Segment Start: SELECTED EXTRACT
3.4.2. Ultraviolet Spectroscopic Analysis

Figure 4 shows that the absorption peak of the ultraviolet spectrum of the effluent after catalytic ozone oxidation treatment was substantially reduced. In addition, the changes in the removal rates of the UV index during the catalytic ozone oxidation of the reverse osmosis concentrate water were investigated, and the results showed that the removal efficiencies of UV₂₅₄, UV₂₈₀, UV₃₅₅, and A_190–900 in the wastewater were 90.24, 90.21, 91.67, and 53.52%, respectively.

3.4.3. FTIR Analysis

FTIR spectroscopy can be used to identify the characteristic functional groups and molecular structures of organic pollutants in wastewater. To analyze the changes in the functional groups of the organic pollutants in the reverse osmosis concentrate water before and after treatment, FTIR studies were conducted (Figure 5). The broad absorption band at −3400–3600 cm⁻¹ resulted from the stretching vibration of -OH in phenols, alcohols, and carboxylic acids in water, as well as the stretching vibration of the N-H bond in the -NH₂ group [40]. The absorption band near 1637.5 cm⁻¹ is typically generated by the stretching vibration of the C=O bond in the amide group of water, the C=C vibration in aromatic hydrocarbons, and the C-O vibration in quinones [41]. The peak near 1387.85 cm⁻¹ can be attributed to the framework vibration of the C=C bond in aromatic hydrocarbons and the stretching vibration of the C-N bond in amines [42]. The peak at 1146.51 cm⁻¹ resulted from the stretching vibration of the C-O bond in esters [43]. The peaks in the 650–900 cm⁻¹ range are associated with the out-of-plane bending vibration of the -CH group in aromatic compounds [44]. The peak near 629.33 cm⁻¹ can be attributed to the vibration of the C-C=O functional group in aldehydes and ketones or the stretching vibration of the C-Cl bond in halocarbons. The relative intensity differences in the infrared response peaks indicate changes in the molecular structure of the wastewater organic pollutants. As shown in Figure 5, compared with the peak values in the influent, the FTIR peak values in the effluent decreased overall.
Segment End: SELECTED EXTRACT
Segment Start: EXERCISE DATA
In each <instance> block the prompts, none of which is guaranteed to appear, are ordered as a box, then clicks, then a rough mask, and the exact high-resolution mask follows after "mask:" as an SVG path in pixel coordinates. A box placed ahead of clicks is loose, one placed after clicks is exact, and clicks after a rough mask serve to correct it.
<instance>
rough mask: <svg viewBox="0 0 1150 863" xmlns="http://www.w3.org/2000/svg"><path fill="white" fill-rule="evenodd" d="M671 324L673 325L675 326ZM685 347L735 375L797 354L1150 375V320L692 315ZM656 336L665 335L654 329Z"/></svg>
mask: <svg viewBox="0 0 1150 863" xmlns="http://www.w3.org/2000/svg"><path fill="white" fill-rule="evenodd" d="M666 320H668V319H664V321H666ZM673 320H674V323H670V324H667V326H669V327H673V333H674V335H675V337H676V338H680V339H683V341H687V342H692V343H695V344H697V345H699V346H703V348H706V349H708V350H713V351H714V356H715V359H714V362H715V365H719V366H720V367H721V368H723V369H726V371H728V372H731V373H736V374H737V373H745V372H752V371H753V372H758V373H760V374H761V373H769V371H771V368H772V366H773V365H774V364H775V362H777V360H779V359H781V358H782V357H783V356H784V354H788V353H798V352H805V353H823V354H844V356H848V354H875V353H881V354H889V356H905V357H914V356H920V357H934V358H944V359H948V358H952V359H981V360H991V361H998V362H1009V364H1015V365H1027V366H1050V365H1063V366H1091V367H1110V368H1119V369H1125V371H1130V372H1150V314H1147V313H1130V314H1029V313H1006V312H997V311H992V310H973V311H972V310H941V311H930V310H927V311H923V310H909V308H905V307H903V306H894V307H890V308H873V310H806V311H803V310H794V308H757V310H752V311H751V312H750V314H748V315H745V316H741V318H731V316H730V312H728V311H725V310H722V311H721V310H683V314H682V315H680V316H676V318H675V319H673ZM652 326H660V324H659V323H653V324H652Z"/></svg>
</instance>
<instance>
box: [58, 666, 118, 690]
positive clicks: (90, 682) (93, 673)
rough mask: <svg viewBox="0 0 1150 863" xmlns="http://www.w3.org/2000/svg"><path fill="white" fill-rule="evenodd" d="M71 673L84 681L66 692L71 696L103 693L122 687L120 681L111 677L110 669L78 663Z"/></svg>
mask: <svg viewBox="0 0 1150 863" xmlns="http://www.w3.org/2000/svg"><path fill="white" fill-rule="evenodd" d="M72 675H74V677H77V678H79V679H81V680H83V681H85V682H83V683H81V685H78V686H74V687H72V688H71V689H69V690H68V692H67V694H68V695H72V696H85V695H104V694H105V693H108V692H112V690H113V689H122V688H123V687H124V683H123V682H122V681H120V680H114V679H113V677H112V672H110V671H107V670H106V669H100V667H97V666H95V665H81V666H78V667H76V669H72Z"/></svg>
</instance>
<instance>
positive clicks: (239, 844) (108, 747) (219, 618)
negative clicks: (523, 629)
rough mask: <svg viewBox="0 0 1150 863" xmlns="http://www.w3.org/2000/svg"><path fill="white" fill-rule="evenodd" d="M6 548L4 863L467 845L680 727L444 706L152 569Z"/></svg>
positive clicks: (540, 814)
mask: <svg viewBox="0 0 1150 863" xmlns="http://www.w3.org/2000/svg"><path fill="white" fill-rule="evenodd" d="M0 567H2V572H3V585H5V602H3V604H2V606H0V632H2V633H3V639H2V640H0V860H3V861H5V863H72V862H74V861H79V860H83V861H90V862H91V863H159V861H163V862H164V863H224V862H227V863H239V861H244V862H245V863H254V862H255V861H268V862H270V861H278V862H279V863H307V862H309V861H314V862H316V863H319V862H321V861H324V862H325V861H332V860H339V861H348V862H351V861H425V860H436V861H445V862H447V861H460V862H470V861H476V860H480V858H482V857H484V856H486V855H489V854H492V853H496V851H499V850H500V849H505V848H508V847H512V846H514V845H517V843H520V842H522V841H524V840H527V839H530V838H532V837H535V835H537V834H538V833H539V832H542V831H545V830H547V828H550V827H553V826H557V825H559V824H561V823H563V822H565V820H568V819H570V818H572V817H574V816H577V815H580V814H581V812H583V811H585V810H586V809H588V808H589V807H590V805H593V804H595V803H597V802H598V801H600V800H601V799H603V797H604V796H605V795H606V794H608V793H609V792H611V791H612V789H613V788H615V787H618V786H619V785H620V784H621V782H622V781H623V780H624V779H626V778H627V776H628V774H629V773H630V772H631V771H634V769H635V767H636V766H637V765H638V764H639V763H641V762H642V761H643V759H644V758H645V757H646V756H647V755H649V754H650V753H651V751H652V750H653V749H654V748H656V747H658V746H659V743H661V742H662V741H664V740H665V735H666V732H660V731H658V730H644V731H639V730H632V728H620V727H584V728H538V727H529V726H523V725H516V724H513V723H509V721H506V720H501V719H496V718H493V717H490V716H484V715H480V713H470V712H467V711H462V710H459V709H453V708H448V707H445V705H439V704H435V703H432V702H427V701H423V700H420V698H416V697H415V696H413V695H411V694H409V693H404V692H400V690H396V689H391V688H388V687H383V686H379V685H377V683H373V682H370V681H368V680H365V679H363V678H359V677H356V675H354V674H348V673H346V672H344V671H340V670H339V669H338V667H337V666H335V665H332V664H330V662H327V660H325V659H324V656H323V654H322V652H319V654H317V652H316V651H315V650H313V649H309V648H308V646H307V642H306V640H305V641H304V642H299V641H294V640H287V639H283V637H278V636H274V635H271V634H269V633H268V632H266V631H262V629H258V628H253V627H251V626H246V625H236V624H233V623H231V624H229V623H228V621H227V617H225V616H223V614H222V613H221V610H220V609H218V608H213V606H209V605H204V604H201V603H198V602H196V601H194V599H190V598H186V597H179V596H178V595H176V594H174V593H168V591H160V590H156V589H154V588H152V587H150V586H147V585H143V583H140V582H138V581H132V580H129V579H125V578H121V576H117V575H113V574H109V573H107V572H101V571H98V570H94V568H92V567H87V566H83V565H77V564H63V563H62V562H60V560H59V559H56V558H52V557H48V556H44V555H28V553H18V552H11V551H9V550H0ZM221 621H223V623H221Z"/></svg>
Segment End: EXERCISE DATA
Reproduce the entire passage on ultraviolet and FTIR analysis of the wastewater above, word for word.

3.4.2. Ultraviolet Spectroscopic Analysis

Figure 4 shows that the absorption peak of the ultraviolet spectrum of the effluent after catalytic ozone oxidation treatment was substantially reduced. In addition, the changes in the removal rates of the UV index during the catalytic ozone oxidation of the reverse osmosis concentrate water were investigated, and the results showed that the removal efficiencies of UV₂₅₄, UV₂₈₀, UV₃₅₅, and A_190–900 in the wastewater were 90.24, 90.21, 91.67, and 53.52%, respectively.

3.4.3. FTIR Analysis

FTIR spectroscopy can be used to identify the characteristic functional groups and molecular structures of organic pollutants in wastewater. To analyze the changes in the functional groups of the organic pollutants in the reverse osmosis concentrate water before and after treatment, FTIR studies were conducted (Figure 5). The broad absorption band at −3400–3600 cm⁻¹ resulted from the stretching vibration of -OH in phenols, alcohols, and carboxylic acids in water, as well as the stretching vibration of the N-H bond in the -NH₂ group [40]. The absorption band near 1637.5 cm⁻¹ is typically generated by the stretching vibration of the C=O bond in the amide group of water, the C=C vibration in aromatic hydrocarbons, and the C-O vibration in quinones [41]. The peak near 1387.85 cm⁻¹ can be attributed to the framework vibration of the C=C bond in aromatic hydrocarbons and the stretching vibration of the C-N bond in amines [42]. The peak at 1146.51 cm⁻¹ resulted from the stretching vibration of the C-O bond in esters [43]. The peaks in the 650–900 cm⁻¹ range are associated with the out-of-plane bending vibration of the -CH group in aromatic compounds [44]. The peak near 629.33 cm⁻¹ can be attributed to the vibration of the C-C=O functional group in aldehydes and ketones or the stretching vibration of the C-Cl bond in halocarbons. The relative intensity differences in the infrared response peaks indicate changes in the molecular structure of the wastewater organic pollutants. As shown in Figure 5, compared with the peak values in the influent, the FTIR peak values in the effluent decreased overall.